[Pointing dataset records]
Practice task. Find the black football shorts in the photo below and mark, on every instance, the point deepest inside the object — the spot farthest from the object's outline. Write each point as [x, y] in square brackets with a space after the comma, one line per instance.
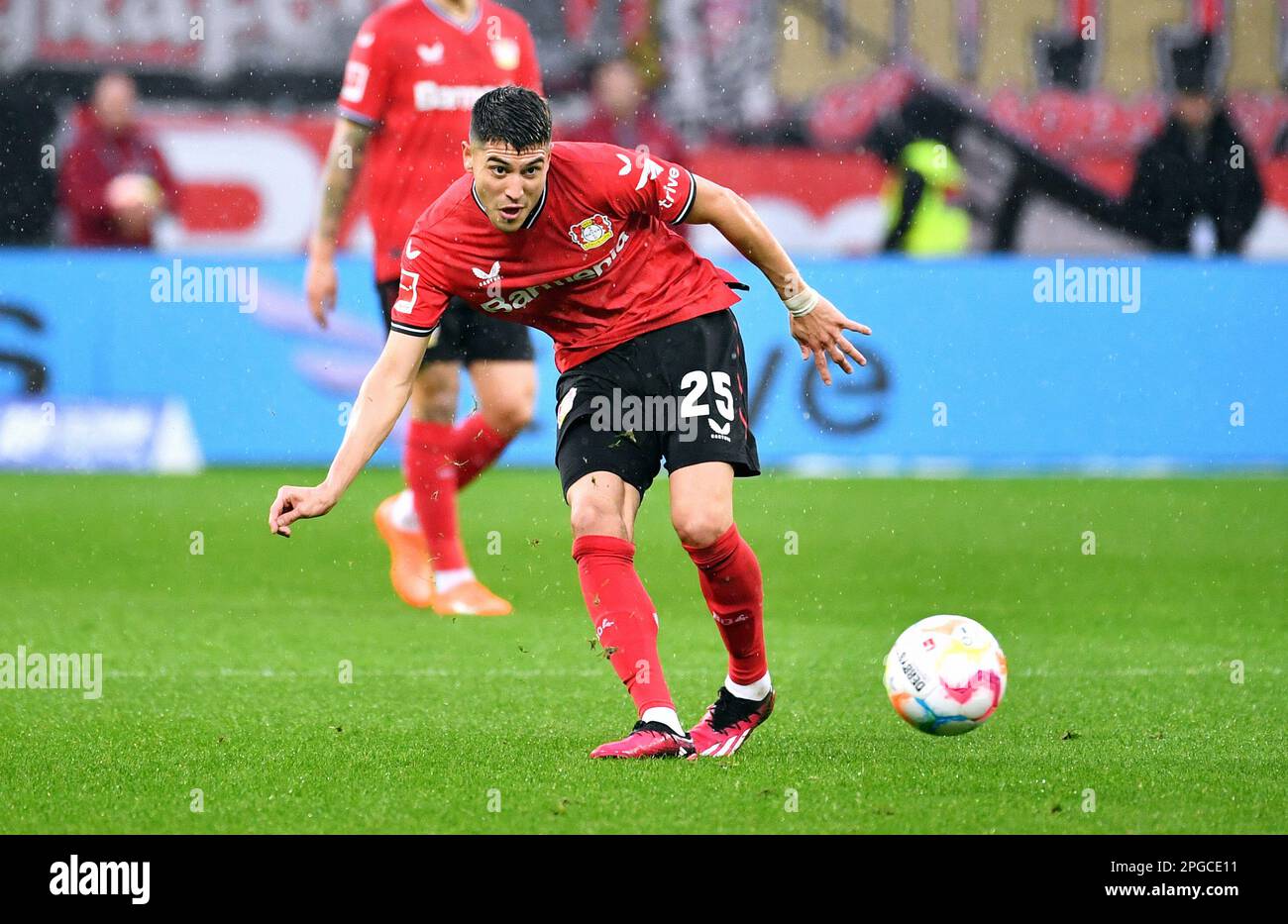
[677, 394]
[464, 335]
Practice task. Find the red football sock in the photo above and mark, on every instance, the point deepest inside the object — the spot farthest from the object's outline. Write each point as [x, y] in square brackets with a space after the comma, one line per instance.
[730, 581]
[432, 477]
[476, 446]
[623, 617]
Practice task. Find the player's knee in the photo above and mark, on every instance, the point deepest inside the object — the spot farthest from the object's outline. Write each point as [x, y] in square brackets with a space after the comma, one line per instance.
[509, 417]
[699, 527]
[596, 514]
[434, 395]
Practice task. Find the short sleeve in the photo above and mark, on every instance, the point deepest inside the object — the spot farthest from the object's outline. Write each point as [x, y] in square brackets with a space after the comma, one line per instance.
[365, 93]
[420, 300]
[651, 184]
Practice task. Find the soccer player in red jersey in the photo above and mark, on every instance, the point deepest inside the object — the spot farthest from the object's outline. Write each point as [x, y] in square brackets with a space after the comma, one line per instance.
[575, 240]
[415, 69]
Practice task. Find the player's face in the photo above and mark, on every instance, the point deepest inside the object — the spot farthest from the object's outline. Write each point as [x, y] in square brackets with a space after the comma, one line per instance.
[507, 181]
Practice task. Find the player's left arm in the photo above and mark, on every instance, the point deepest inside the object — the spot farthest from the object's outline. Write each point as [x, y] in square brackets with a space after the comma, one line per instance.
[815, 322]
[382, 395]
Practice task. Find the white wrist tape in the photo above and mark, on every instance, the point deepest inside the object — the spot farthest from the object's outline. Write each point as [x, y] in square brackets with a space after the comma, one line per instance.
[803, 303]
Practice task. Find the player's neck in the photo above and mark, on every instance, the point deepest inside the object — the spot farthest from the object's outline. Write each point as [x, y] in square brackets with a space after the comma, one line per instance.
[458, 11]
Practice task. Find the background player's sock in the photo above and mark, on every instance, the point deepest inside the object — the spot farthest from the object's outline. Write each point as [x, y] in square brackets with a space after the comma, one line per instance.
[623, 615]
[403, 512]
[432, 477]
[729, 575]
[476, 446]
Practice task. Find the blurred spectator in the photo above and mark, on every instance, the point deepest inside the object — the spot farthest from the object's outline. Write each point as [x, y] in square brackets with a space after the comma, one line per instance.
[622, 115]
[1197, 185]
[923, 194]
[721, 58]
[114, 181]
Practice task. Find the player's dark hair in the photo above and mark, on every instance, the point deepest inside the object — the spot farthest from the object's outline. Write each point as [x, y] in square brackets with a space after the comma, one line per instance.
[514, 116]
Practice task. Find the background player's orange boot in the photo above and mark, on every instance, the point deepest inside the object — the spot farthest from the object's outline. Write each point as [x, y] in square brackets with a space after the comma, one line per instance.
[410, 570]
[473, 600]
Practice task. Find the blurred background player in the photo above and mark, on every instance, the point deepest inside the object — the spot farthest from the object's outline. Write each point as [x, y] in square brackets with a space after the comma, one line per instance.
[413, 72]
[1196, 188]
[115, 183]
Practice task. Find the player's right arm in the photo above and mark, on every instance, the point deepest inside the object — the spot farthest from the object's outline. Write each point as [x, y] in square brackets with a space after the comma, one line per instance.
[381, 398]
[340, 174]
[362, 103]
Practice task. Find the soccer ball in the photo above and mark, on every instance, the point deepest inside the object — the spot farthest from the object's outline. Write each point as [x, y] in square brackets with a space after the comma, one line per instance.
[945, 674]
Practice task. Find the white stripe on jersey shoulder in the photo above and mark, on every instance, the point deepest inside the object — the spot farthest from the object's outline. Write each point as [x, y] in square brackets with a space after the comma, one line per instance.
[463, 26]
[688, 205]
[353, 116]
[411, 330]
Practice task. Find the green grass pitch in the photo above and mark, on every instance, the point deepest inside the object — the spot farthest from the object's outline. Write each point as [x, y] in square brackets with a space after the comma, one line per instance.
[222, 669]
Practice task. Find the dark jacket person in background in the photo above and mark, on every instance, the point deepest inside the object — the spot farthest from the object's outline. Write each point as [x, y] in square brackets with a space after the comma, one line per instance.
[114, 181]
[1196, 187]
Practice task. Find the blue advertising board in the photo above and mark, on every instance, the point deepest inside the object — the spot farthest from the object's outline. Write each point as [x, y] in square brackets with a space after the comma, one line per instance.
[983, 364]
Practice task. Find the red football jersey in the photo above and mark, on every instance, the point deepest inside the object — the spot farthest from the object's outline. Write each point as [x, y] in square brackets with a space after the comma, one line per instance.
[413, 75]
[593, 264]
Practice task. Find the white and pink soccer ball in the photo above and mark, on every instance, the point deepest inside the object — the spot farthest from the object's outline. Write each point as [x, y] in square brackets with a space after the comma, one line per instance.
[945, 674]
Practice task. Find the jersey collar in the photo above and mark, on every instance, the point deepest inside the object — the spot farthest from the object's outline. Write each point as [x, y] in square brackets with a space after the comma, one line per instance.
[463, 26]
[532, 216]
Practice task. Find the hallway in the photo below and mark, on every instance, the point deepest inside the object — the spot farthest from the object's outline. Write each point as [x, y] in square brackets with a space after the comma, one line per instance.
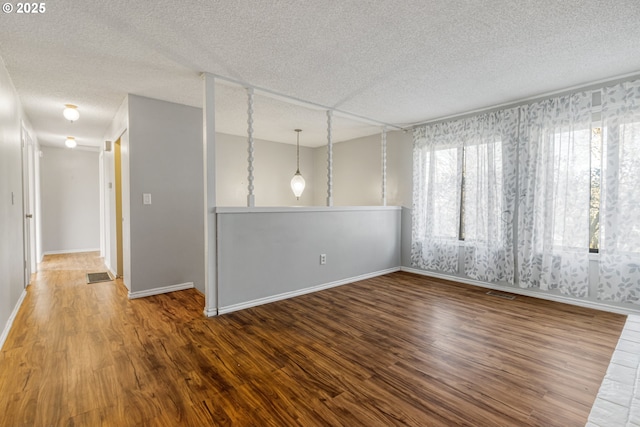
[70, 357]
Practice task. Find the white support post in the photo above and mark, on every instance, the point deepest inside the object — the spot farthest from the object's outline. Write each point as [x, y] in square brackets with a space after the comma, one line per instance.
[384, 166]
[329, 159]
[250, 196]
[209, 155]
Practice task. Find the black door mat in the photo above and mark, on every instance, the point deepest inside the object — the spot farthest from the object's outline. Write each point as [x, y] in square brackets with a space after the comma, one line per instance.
[98, 277]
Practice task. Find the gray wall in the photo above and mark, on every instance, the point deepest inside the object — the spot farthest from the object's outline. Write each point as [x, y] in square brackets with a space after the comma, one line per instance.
[266, 254]
[165, 160]
[70, 200]
[357, 171]
[11, 243]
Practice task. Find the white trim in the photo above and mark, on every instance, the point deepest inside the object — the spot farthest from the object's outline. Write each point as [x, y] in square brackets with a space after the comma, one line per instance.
[229, 210]
[12, 317]
[291, 294]
[527, 292]
[163, 290]
[70, 251]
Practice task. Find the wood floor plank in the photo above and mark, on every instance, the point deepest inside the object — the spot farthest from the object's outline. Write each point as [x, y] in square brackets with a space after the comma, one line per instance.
[399, 349]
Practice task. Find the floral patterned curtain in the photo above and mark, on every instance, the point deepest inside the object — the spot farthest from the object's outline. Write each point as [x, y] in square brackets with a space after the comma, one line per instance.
[619, 251]
[483, 150]
[554, 192]
[490, 177]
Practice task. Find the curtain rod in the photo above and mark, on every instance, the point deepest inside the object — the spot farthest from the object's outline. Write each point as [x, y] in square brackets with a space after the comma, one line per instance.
[302, 101]
[599, 84]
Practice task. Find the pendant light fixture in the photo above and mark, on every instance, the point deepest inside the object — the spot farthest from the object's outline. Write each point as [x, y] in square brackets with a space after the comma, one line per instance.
[70, 112]
[297, 182]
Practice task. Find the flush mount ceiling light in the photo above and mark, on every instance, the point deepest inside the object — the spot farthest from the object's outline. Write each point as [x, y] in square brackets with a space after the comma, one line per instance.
[70, 112]
[297, 182]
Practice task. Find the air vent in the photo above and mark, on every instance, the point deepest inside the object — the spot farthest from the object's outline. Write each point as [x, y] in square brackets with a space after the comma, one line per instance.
[501, 295]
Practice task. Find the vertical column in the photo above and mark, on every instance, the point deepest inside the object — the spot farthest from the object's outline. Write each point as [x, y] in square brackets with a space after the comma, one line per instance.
[250, 196]
[209, 156]
[329, 159]
[384, 166]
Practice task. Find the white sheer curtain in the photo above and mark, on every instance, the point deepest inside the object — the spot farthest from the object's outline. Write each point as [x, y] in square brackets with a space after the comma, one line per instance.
[490, 176]
[483, 149]
[437, 176]
[554, 187]
[619, 250]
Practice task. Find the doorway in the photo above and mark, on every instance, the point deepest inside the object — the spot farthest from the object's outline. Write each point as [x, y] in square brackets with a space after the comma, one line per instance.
[28, 206]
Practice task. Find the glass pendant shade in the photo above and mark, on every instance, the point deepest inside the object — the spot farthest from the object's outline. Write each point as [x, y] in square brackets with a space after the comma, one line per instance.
[71, 112]
[297, 182]
[297, 185]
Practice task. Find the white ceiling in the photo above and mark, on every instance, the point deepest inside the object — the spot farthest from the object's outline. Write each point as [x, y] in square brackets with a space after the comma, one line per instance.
[394, 61]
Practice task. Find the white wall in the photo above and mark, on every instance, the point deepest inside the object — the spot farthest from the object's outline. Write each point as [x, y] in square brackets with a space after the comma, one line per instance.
[274, 166]
[70, 200]
[164, 157]
[269, 254]
[11, 204]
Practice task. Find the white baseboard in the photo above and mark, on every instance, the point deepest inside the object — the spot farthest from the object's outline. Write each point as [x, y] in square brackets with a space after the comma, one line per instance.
[291, 294]
[527, 292]
[12, 317]
[70, 251]
[163, 290]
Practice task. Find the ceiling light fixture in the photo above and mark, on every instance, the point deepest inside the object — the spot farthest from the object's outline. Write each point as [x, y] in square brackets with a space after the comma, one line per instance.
[297, 182]
[70, 112]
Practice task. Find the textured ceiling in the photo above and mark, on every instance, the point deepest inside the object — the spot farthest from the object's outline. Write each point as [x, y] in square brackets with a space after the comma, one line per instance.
[398, 62]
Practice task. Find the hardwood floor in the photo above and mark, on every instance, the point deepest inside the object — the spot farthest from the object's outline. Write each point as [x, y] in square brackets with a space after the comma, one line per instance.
[400, 349]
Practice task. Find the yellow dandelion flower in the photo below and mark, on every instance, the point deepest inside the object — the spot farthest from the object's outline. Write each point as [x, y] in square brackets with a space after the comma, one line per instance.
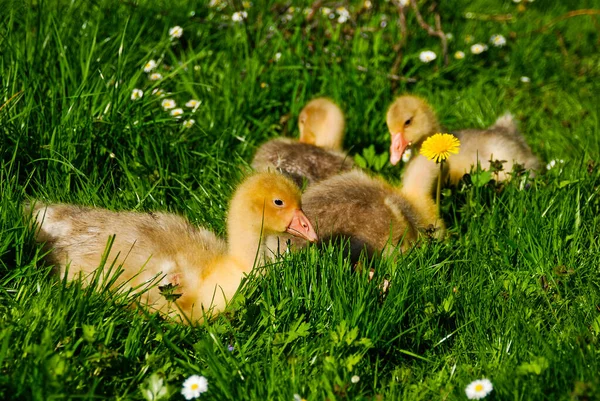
[439, 146]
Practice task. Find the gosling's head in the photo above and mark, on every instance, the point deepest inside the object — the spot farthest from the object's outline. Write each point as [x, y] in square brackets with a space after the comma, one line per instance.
[271, 202]
[410, 120]
[321, 123]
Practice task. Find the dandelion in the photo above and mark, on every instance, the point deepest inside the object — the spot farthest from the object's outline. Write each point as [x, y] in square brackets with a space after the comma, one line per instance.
[176, 32]
[137, 94]
[479, 389]
[177, 113]
[427, 56]
[478, 48]
[438, 148]
[168, 104]
[239, 16]
[498, 40]
[194, 386]
[150, 65]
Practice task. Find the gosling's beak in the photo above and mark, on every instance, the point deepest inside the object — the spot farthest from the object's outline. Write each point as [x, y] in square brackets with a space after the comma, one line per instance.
[301, 227]
[397, 148]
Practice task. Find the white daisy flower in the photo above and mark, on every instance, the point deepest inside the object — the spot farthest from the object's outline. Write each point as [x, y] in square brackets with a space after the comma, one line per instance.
[478, 48]
[192, 104]
[194, 386]
[177, 113]
[498, 40]
[176, 32]
[149, 66]
[168, 104]
[479, 389]
[427, 56]
[137, 94]
[239, 16]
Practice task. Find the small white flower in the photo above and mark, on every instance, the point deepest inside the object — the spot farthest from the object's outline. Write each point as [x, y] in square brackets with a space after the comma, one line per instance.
[176, 32]
[194, 386]
[498, 40]
[239, 16]
[137, 94]
[427, 56]
[149, 66]
[479, 389]
[177, 113]
[168, 104]
[478, 48]
[459, 55]
[192, 104]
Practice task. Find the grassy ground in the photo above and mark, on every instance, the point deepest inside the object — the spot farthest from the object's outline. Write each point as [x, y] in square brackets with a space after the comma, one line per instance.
[512, 295]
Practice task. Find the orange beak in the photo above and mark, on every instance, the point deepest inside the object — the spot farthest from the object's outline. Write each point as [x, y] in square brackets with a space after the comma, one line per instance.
[397, 148]
[300, 227]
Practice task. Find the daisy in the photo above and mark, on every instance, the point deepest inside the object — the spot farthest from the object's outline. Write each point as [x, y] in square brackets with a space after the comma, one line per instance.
[478, 48]
[192, 104]
[194, 386]
[176, 32]
[498, 40]
[239, 16]
[427, 56]
[168, 104]
[137, 94]
[149, 66]
[479, 389]
[177, 113]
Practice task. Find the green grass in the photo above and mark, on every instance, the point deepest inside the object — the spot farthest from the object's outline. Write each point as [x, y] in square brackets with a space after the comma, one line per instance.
[513, 294]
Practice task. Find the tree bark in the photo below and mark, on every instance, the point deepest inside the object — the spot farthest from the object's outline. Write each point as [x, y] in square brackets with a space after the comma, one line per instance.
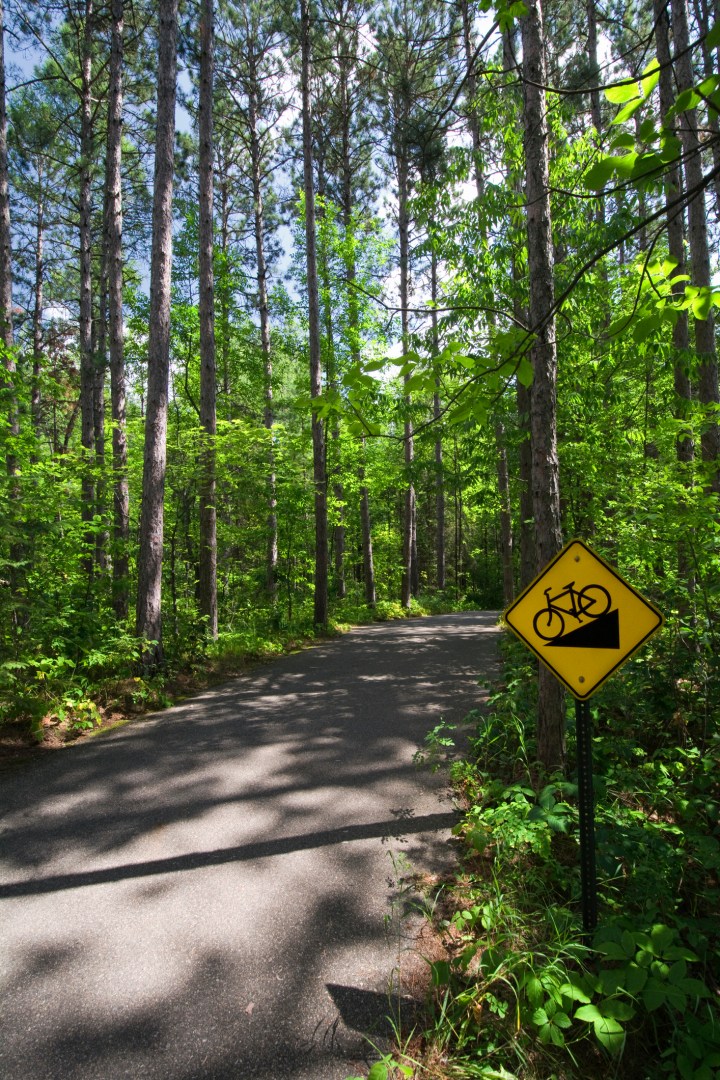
[707, 377]
[5, 257]
[409, 539]
[258, 207]
[320, 476]
[150, 558]
[505, 515]
[207, 364]
[114, 260]
[36, 396]
[85, 328]
[99, 365]
[353, 320]
[543, 404]
[368, 568]
[439, 475]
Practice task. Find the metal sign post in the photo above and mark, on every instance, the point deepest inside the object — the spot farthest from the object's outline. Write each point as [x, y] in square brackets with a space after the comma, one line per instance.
[586, 809]
[583, 620]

▶ _What is required_
Quote verbatim every line starting at the line that contains "Practice task. Find the green grass in" and ending with the last line of the records; omit all pictures.

▶ _Exercise output_
Practice task. Find the green grass in the photo above and mark, on every instance, the point deepest inside the object — the spot farthest from the object's outline. Write each point as [x, y] in square brackets with a space after the comma, one line per instance.
[513, 294]
Practice task. Find the tree bark in the photo below and mark, on every instance, the point deepest inside the object — the spot farthest from the object's outline. Write each point as [x, y] in square brackets with a space after the comma, one line per instance.
[707, 377]
[5, 257]
[409, 539]
[258, 207]
[320, 476]
[150, 558]
[505, 515]
[207, 364]
[114, 260]
[36, 396]
[85, 328]
[99, 365]
[353, 320]
[543, 404]
[368, 568]
[439, 475]
Practice task. Find the metal sign post in the photo above and mark, on every instance, the point deepest inside the object — the spot farthest from the object's outline. Write each point as [x, y] in square brackets with a space after the comma, one line per instance.
[586, 809]
[583, 620]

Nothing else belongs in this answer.